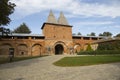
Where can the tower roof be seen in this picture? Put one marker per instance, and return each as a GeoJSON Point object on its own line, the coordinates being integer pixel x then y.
{"type": "Point", "coordinates": [51, 18]}
{"type": "Point", "coordinates": [62, 19]}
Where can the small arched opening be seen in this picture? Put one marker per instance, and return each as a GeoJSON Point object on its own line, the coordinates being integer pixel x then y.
{"type": "Point", "coordinates": [59, 49]}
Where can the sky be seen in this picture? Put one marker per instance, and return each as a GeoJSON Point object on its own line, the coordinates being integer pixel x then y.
{"type": "Point", "coordinates": [85, 16]}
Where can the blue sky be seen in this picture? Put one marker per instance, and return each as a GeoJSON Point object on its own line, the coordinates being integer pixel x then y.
{"type": "Point", "coordinates": [85, 16]}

★ ★ ★

Rewrite each of the rows above, switching every instance of "marker" to "pin" and changing nothing else. Leave the pictures out of your output.

Where can the tower roof be seen in this picture? Put one pin per instance, and return each as a GeoJSON Point object on its own line, the coordinates being integer pixel x then y.
{"type": "Point", "coordinates": [51, 18]}
{"type": "Point", "coordinates": [62, 19]}
Where can the small arched opening be seen in this picture? Put one pin per instance, and return each as a GeoJSON Point object on its own line, the coordinates being integer pixel x then y.
{"type": "Point", "coordinates": [59, 49]}
Where can the sky be seen in this picture? Put one pin per instance, and return each as a GeoJSON Point object on its own line, the coordinates being integer pixel x then y.
{"type": "Point", "coordinates": [85, 16]}
Where can the blue sky be seen in this picture? Put one pin per instance, and return each as a GeoJSON Point object on its own line, the coordinates being integer pixel x then y.
{"type": "Point", "coordinates": [85, 16]}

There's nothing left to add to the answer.